#### [What the task asks]
Copy the records word for word, starting at the line that contains "Can you see the large" and going through the end of the records.

#### [Given data]
—————

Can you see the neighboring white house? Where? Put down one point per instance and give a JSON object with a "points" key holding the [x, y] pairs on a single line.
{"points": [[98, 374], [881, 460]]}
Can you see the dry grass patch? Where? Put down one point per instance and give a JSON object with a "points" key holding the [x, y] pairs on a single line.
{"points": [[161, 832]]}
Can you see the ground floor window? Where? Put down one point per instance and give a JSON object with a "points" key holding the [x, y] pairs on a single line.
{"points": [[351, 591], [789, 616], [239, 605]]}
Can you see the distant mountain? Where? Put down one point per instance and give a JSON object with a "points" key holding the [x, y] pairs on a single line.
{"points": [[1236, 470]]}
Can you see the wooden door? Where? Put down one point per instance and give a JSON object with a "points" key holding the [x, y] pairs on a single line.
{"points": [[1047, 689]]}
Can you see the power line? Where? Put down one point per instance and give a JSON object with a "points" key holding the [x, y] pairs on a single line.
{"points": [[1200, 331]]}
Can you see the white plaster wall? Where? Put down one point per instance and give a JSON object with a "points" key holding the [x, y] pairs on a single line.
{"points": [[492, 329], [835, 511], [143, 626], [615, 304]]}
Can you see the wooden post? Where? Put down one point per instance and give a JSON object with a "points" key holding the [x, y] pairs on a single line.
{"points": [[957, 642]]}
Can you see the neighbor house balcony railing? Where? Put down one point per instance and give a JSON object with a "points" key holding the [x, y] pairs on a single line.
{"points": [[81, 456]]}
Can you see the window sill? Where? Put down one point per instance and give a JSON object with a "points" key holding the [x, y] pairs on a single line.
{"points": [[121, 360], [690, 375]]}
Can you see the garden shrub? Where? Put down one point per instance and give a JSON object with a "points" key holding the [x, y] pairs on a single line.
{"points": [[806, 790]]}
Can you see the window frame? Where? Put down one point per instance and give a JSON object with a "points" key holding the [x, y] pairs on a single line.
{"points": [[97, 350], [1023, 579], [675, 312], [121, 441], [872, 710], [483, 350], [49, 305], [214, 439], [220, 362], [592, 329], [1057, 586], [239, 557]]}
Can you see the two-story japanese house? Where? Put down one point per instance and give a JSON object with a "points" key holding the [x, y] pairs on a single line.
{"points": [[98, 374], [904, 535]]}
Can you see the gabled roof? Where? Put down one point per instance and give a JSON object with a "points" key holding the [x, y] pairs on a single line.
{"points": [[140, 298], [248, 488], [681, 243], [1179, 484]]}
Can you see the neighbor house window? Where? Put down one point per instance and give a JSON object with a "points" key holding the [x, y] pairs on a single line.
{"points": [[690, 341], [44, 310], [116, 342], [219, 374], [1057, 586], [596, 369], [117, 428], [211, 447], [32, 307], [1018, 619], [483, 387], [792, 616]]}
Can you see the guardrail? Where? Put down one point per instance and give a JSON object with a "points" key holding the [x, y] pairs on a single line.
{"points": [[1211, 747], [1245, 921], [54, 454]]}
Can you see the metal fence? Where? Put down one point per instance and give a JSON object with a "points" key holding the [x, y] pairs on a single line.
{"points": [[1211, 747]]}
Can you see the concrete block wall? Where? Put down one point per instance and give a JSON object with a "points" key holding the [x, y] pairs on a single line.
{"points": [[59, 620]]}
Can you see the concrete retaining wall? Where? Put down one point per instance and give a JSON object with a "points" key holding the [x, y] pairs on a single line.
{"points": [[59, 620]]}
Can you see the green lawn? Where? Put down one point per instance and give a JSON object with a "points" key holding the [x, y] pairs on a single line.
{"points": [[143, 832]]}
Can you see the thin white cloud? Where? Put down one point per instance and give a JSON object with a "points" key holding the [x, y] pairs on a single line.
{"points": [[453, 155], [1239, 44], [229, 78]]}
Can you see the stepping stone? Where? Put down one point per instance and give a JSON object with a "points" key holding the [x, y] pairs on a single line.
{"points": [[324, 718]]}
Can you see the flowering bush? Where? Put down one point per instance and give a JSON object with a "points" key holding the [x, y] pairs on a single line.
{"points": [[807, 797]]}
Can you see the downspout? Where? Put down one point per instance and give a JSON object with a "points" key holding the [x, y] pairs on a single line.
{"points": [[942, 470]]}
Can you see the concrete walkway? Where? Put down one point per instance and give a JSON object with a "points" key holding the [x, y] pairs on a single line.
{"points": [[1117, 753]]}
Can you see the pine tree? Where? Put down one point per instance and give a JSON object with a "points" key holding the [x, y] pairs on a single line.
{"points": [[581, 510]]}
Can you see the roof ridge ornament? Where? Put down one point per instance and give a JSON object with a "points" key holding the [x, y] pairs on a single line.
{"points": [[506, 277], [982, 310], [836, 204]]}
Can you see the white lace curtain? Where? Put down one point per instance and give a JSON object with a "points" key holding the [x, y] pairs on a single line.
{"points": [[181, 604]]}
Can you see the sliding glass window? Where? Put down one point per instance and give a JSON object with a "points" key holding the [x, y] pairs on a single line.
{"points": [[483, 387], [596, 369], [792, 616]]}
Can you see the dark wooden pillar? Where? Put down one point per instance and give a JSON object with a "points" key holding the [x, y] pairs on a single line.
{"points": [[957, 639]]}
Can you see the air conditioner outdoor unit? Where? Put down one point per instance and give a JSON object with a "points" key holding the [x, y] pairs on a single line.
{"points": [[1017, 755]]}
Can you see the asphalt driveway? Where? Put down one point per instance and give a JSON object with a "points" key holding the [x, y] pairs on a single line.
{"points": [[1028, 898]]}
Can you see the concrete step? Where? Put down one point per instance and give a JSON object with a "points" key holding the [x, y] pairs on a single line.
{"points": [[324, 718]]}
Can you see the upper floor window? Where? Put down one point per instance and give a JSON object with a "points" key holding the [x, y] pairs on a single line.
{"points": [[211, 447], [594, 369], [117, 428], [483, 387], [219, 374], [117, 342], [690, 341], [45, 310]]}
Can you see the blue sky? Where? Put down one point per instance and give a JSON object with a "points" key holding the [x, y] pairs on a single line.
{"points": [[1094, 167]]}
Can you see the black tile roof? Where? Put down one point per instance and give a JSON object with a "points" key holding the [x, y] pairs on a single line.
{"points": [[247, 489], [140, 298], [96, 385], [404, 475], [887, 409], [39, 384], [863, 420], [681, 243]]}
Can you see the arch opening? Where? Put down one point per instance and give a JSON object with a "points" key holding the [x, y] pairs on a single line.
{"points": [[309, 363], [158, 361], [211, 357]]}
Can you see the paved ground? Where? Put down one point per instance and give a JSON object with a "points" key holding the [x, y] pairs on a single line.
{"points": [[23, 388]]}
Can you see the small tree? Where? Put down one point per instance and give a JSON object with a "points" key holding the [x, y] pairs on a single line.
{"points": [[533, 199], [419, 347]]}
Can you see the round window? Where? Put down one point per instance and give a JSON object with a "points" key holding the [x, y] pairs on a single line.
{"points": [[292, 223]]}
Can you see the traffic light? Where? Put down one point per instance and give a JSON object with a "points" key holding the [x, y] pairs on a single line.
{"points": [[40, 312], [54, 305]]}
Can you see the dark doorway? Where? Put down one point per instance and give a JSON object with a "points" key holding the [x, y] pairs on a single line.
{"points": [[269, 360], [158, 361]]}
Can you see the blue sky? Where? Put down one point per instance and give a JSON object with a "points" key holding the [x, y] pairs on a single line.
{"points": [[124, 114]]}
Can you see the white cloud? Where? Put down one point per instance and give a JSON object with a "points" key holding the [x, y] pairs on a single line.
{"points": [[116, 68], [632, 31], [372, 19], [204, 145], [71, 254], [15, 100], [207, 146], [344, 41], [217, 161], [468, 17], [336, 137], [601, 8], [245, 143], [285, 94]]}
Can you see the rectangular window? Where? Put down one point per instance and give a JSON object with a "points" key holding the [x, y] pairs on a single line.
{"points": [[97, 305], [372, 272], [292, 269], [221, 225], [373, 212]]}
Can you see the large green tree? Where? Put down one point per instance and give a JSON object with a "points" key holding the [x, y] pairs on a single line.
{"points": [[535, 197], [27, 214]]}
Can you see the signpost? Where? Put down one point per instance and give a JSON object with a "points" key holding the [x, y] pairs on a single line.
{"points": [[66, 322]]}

—————

#### [Solution]
Can you see the large green tree? Where? Put down one point per instance and give a JSON object with a "points" key holding the [x, y] pairs on a single line.
{"points": [[535, 197], [27, 214]]}
Can you see the signpost? Where? Put down one point per instance and give a JSON object with a "points" key holding the [x, y] pairs on a single line.
{"points": [[66, 322]]}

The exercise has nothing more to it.